• **Problem requirements**
Gather every line from the entries below that contains the word "galvanized". Case counts, so only lines that match the capitalization should be included.

• **Exercise inputs**
== == ==

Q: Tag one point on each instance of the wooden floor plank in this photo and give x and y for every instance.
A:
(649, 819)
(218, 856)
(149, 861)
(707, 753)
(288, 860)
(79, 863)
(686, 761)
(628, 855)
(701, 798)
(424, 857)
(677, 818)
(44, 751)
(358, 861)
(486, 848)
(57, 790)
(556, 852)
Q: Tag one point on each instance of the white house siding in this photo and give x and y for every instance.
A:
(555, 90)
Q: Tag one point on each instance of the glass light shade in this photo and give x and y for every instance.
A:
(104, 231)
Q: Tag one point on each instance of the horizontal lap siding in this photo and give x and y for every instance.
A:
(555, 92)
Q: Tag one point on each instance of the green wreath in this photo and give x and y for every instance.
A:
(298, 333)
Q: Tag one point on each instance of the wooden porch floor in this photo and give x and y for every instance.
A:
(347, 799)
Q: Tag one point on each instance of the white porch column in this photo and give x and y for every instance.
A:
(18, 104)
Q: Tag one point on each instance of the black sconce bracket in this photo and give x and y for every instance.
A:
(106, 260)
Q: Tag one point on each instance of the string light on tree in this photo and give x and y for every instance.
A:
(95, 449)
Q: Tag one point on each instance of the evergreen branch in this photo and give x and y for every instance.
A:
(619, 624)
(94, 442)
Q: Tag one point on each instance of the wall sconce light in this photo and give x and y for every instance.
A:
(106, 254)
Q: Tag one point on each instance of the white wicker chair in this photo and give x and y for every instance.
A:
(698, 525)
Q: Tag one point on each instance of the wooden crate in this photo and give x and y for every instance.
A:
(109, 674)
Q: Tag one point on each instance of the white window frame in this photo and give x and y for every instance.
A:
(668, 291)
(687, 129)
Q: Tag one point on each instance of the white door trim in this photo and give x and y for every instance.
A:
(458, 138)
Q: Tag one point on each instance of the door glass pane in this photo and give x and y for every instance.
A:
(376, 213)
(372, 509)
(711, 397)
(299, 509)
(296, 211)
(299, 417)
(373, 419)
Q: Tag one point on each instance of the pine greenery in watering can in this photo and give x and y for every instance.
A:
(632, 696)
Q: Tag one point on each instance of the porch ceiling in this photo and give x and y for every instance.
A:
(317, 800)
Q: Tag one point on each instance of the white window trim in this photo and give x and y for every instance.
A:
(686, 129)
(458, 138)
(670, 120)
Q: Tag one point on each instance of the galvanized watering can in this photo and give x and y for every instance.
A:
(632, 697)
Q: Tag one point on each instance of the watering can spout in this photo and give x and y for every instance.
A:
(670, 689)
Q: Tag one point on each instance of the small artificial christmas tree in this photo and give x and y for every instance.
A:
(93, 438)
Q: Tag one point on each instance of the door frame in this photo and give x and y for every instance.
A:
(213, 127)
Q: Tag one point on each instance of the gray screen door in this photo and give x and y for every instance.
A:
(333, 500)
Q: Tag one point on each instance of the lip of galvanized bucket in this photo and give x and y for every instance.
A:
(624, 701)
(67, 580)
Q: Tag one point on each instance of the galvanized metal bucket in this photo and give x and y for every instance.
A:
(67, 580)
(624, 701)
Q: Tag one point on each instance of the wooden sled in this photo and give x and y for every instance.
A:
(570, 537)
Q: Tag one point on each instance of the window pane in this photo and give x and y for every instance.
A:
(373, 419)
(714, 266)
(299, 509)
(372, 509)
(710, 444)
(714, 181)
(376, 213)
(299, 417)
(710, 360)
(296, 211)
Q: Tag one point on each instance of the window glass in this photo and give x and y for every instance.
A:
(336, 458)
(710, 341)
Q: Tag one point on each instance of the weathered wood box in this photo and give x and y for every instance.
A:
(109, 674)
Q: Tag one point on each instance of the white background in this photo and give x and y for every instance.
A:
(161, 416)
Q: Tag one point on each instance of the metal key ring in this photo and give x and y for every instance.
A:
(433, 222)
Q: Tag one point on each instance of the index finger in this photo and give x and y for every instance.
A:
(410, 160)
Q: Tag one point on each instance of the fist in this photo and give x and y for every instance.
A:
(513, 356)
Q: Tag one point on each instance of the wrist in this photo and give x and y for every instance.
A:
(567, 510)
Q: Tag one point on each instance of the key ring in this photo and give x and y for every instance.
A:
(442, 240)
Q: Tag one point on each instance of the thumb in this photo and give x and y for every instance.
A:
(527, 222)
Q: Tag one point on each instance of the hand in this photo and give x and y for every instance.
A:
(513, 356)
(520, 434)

== == ==

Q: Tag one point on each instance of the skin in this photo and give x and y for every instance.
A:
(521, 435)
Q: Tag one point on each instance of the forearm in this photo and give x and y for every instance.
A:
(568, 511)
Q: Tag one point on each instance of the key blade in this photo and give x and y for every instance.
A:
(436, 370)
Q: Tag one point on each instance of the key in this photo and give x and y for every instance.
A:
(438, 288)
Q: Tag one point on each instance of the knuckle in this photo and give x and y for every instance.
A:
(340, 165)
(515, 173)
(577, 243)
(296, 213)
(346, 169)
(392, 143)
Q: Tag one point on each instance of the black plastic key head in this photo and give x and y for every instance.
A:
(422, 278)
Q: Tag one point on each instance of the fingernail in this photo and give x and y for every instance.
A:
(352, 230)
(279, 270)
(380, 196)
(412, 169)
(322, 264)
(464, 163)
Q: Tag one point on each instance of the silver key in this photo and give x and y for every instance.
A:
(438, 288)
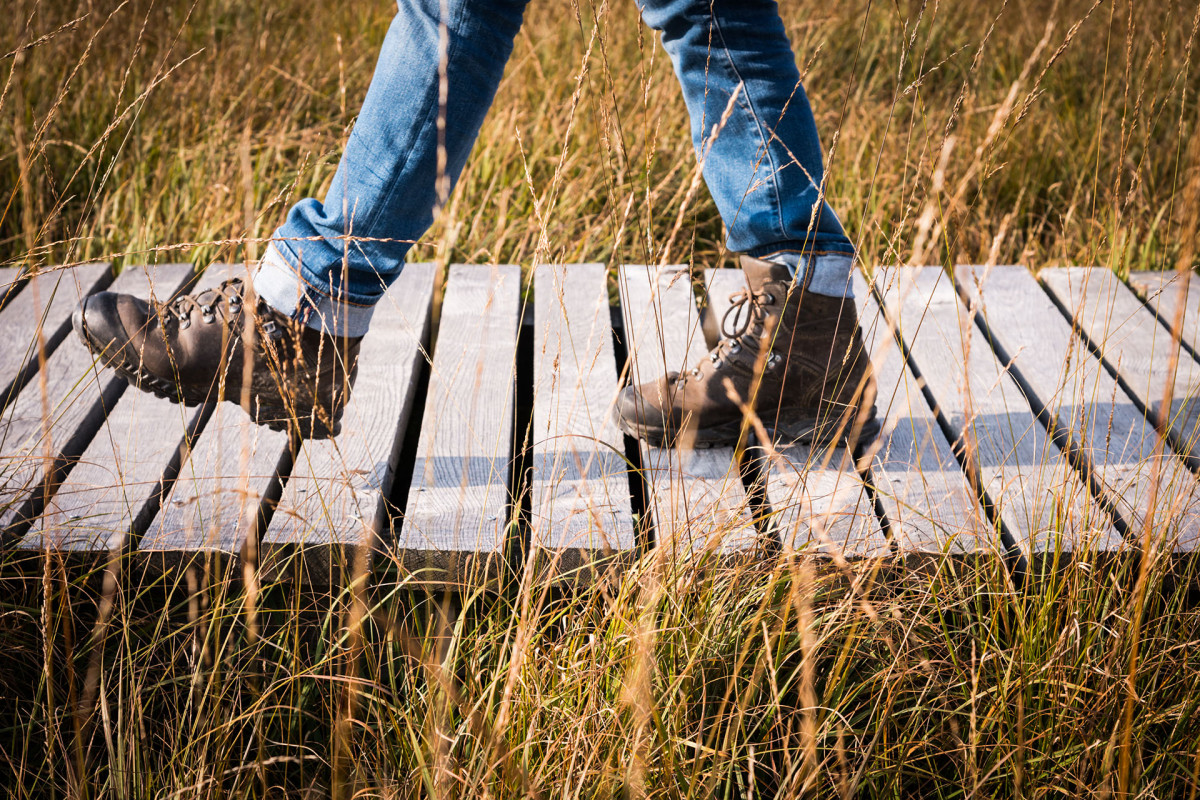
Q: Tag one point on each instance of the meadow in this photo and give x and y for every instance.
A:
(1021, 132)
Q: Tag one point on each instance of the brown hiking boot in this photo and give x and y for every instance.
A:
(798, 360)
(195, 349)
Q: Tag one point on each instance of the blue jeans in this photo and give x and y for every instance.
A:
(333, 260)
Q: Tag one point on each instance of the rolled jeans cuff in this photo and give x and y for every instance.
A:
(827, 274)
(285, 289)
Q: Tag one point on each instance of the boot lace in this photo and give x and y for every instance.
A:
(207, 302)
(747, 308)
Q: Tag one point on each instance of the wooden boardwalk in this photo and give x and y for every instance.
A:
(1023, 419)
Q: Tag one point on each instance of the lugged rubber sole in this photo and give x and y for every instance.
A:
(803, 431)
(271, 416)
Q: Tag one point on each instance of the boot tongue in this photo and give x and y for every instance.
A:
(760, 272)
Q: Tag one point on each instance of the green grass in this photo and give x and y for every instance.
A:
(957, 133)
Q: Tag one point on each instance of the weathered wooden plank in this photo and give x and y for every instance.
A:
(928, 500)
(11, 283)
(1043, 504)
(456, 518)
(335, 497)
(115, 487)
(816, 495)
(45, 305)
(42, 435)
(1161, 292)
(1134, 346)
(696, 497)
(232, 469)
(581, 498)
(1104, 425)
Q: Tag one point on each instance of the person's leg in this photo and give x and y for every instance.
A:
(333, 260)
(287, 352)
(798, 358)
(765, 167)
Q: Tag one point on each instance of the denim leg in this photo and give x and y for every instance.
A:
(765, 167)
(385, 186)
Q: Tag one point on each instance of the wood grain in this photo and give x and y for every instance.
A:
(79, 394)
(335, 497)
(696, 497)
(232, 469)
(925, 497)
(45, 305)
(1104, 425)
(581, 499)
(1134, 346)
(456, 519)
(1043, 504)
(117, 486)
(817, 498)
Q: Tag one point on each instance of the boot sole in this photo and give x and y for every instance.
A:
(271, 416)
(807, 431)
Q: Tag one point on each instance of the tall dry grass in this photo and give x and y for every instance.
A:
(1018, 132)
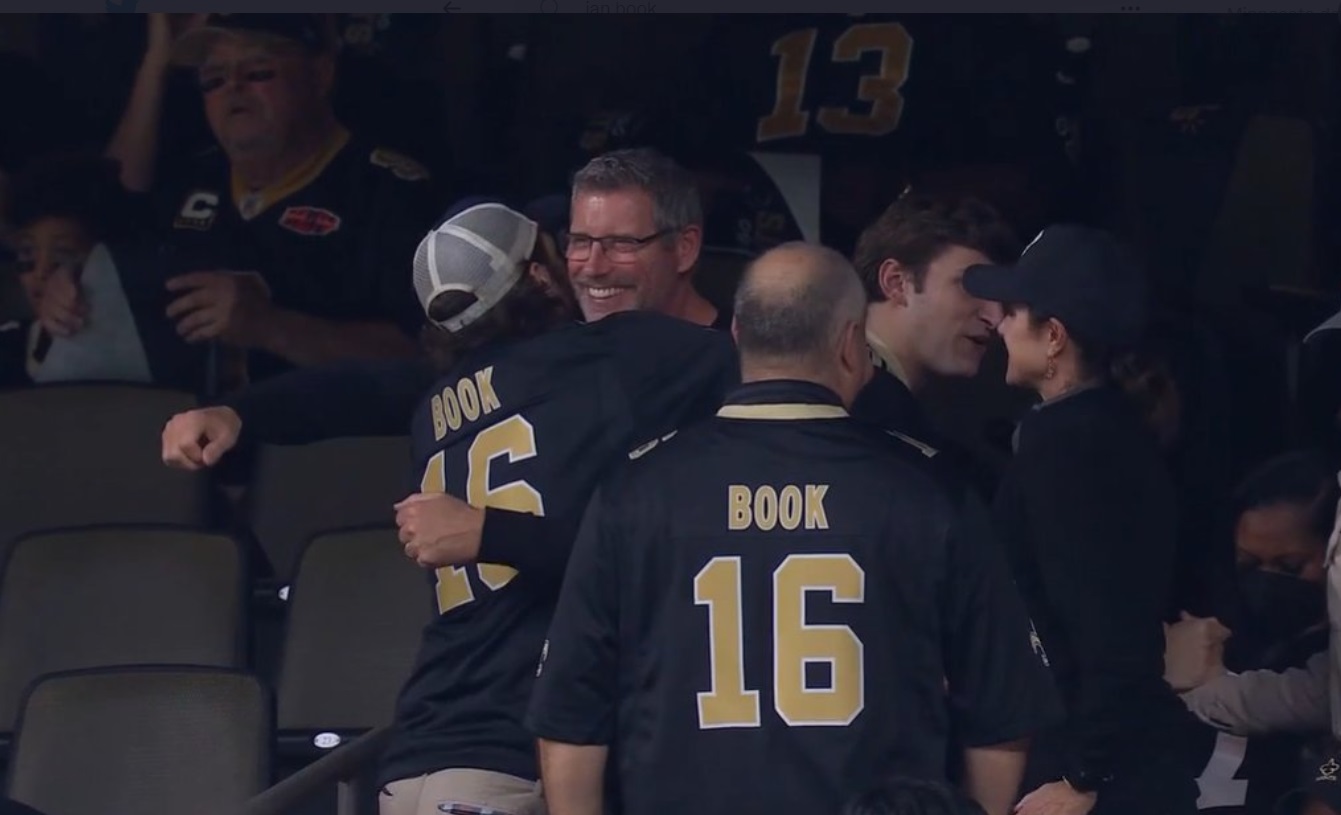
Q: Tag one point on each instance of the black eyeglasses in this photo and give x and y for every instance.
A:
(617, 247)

== == ==

• **Written response**
Q: Tag one point on each instance of the galvanized watering can in this photo and give x and y for every instance.
Q: Tag one point on each instance of the lip of galvanized bucket in this photo and give x and y for every instance.
Q: Tag one point on each instance of the galvanized metal bucket in this photo and give x and y for every instance.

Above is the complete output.